- _Selection_:
--- start ---

Parsing simple log files in Julia vs Python

Question

I wrote a log parser in Python and Julia. The Python version takes about 8 seconds to process 350 files, while the Julia version takes about 8 seconds to compile, after which it takes over 20 seconds to process 350 log files.

I wrote the original parser in Python several months ago, with regex, a custom class, and lots of methods for detailed analysis. I recently wrote a Julia version with regex, a custom type, and only a single analysis function (the only one I regularly used). I then wrote a very trimmed-down version of each parser, using only basic string functions. I'm experienced with Python but not with Julia, and I can't figure out why the Julia version is so slow (even discounting the compilation time). If I can AoT compile the Julia script, dramatically reduce its run time, and package it into a native x86/64 executable, it might be worth using.

What am I doing wrong with this Julia script? How can I make it faster?

The Python version:

import datetime
import sys
import os
import tzlocal

min_date = tzlocal.get_localzone().localize(datetime.datetime(2002, 1, 1))
min_date -= min_date.utcoffset()
day = min_date
keys = ['Contraband', 'Dilithium', 'Dilithium Ore', 'Energy Credits']
dct = {key:0 for key in keys}
files = sorted(f for f in os.listdir() if f[:5]=="Chat_")
l = len(files)
try:
    with open('lastlog.txt') as f:
        lastlog = f.read()
except (FileNotFoundError, PermissionError):
    lastlog = ''

print('Date', *keys, sep='\t')
for counter,fname in enumerate(files):
    if fname >= lastlog:
        print('Processing {} out of {}...'.format(counter, l), end='\r', file=sys.stderr)

--- end ---

- _Supplied material_:
--- start ---

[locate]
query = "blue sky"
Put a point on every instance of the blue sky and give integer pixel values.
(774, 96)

--- end ---

- _Exercise instructions_:
• A. Transcribe the stretch of the log-parsing question from "I wrote the" through "be worth using.".
• B. Finish out the next part of the log-parsing question about Julia and Python, picking up from where it stops.

- _Per-task outputs_:
• A.
I wrote the original parser in Python several months ago, with regex, a custom class, and lots of methods for detailed analysis. I recently wrote a Julia version with regex, a custom type, and only a single analysis function (the only one I regularly used). I then wrote a very trimmed-down version of each parser, using only basic string functions. I'm experienced with Python but not with Julia, and I can't figure out why the Julia version is so slow (even discounting the compilation time). If I can AoT compile the Julia script, dramatically reduce its run time, and package it into a native x86/64 executable, it might be worth using.

• B.
        with open(fname, encoding='utf-8-sig') as f:
            for line in f:
                if (line[26:70] == ",0,NumericReceived@,@,,,System]You received " and
                    ('Dilithium' in line or 'Energy Credits' in line)):
                    quantity,item = line.strip()[70:].split(None, 1)
                    quantity = int(quantity.replace(',', ''))
                    if item == 'Refined Dilithium':
                        item = 'Dilithium'
                elif line[26:66] == ",0,NumericReceived@,@,,,System]You sold ":
                    item = 'Energy Credits'
                    quantity = int(line.rsplit(None, 3)[1].replace(',', ''))
                elif line[26:78] == ",0,NumericConversionSuccess@,@,,,System]You refined ":
                    item = 'Dilithium'
                    quantity = int(line[78:-11].replace(',', ''))
                elif (line[26:56] == ",0,NumericLost@,@,,,System]You" and
                        (line[56:62] == " lost " or line[56:63] == " spent ") and 
                      ('Dilithium' in line or 'Energy Credits' in line)):
                    quantity,item = line[62:].strip().split(None, 1)
                    quantity = -int(quantity.replace(',', ''))
                    if item == 'Refined Dilithium':
                        item = 'Dilithium'
                elif line[26:83] == ',0,ItemReceived@,@,,,System]Items acquired: Contraband x ':
                    quantity = int(line[70:].rsplit(None, 1)[1].replace(',', ''))
                    item = 'Contraband'
                elif line[26:79] == ",0,ItemReceived@,@,,,System]Item acquired: Contraband":
                    quantity = 1
                    item = 'Contraband'
                else:
                    continue
                dt = tzlocal.get_localzone().localize(datetime.datetime(year=int(line[11:15]), month=int(line[15:17]),
                     day=int(line[17:19]), hour=int(line[20:22]), minute=int(line[22:24]), second=int(line[24:25])))
                dt -= dt.utcoffset()
                if dt.day != day.day and day != min_date:
                    print('{}-{}-{}'.format(day.year,
                                            day.month,
                                            day.day),
                          *(dct[k] for k in keys), sep='\t')
                    dct = {key:0 for key in keys}
                day = dt
                if item in dct:
                    dct[item] += quantity

print('{}-{}-{}'.format(dt.year,
                        dt.month,
                        dt.day),
      *(dct[k] for k in keys), sep='\t')

print('\nDone.', file=sys.stderr)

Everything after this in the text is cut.